Instruções do exercício
Reproduza, sem alterar nada, as linhas que vão do início dos registros até a linha que contém "Query: road marking", incluindo essa linha. Não inclua as imagens na resposta.
>>>
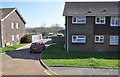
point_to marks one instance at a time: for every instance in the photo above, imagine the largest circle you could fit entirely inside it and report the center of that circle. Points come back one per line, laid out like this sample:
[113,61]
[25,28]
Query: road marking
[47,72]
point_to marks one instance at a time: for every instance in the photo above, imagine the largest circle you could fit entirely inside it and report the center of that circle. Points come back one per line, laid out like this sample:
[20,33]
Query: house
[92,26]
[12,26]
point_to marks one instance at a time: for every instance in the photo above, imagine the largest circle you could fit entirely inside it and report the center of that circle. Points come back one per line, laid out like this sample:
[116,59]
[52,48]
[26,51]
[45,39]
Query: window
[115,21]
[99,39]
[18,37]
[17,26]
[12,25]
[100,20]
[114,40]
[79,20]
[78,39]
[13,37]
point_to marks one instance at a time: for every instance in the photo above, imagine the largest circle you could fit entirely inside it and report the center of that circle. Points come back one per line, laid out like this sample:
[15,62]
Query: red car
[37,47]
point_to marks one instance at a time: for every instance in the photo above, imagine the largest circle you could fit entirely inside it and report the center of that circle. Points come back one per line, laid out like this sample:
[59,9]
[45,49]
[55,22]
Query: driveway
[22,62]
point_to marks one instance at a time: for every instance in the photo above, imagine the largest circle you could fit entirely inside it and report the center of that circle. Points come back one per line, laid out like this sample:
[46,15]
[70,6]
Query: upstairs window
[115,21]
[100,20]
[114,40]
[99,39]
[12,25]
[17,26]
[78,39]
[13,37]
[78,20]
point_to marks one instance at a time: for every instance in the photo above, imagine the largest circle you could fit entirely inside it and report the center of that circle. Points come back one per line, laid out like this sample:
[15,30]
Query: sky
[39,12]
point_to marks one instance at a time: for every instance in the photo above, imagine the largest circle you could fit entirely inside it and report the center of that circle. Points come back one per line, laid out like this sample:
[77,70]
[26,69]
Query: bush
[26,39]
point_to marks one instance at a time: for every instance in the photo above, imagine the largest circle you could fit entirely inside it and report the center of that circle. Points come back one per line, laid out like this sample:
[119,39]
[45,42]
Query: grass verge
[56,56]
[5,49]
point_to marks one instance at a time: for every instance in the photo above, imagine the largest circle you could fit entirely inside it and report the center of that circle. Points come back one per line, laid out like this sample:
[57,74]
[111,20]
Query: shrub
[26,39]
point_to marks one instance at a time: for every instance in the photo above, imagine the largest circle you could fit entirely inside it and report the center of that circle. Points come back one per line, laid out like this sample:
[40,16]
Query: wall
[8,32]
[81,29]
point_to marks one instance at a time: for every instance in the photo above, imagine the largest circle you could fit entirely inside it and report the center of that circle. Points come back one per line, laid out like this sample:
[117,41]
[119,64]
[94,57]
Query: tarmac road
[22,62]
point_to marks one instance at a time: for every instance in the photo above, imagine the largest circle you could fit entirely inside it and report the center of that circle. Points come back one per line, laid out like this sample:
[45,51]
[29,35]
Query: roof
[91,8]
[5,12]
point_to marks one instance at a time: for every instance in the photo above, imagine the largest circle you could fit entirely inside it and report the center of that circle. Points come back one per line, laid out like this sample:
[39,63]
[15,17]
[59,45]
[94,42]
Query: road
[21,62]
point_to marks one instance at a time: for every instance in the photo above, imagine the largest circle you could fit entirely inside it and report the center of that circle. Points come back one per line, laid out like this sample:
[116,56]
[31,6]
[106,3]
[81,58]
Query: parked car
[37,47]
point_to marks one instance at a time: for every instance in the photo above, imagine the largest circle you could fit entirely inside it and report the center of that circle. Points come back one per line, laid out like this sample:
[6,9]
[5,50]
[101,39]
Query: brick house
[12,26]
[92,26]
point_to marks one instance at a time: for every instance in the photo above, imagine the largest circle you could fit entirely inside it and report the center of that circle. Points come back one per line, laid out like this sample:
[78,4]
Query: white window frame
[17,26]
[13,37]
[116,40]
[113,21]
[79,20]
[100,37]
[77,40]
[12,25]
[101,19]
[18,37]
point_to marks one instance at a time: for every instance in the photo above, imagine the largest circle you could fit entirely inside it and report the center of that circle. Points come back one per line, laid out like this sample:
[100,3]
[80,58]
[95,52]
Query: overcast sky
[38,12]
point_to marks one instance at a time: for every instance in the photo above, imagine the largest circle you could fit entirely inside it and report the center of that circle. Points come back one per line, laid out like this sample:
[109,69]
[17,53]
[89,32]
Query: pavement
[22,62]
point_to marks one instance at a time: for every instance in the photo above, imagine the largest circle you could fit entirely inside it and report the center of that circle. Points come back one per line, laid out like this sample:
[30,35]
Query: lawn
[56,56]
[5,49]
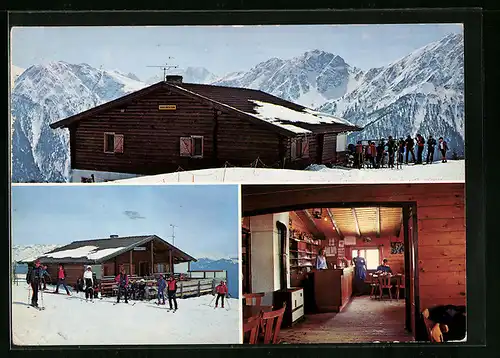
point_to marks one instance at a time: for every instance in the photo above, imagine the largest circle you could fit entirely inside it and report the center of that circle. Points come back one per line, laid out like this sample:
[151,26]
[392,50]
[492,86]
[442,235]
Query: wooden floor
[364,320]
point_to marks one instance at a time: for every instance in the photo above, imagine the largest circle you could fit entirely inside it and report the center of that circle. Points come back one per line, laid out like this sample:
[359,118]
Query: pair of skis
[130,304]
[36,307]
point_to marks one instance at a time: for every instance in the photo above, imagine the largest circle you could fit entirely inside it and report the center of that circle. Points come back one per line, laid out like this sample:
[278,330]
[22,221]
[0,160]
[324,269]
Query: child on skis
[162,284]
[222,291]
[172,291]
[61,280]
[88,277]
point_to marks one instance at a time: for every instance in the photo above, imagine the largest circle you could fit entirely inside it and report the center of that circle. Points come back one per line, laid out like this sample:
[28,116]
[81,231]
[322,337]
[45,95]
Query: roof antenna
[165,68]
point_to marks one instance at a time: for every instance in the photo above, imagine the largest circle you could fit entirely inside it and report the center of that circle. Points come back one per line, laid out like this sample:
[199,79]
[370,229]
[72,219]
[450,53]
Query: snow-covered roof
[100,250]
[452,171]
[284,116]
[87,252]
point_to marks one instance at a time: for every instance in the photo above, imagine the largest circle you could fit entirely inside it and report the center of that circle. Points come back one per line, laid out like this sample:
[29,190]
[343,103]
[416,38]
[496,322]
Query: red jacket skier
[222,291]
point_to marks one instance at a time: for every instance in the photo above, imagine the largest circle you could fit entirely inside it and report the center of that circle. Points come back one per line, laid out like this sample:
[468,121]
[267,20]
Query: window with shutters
<<<
Resolução do problema
point_to marks one instance at a time: for every instance in the photo above, imagine the largest circle you could fit entirely inside it and report the center of that circle. Points come back one per line, laid out like this sample:
[113,61]
[25,28]
Query: road marking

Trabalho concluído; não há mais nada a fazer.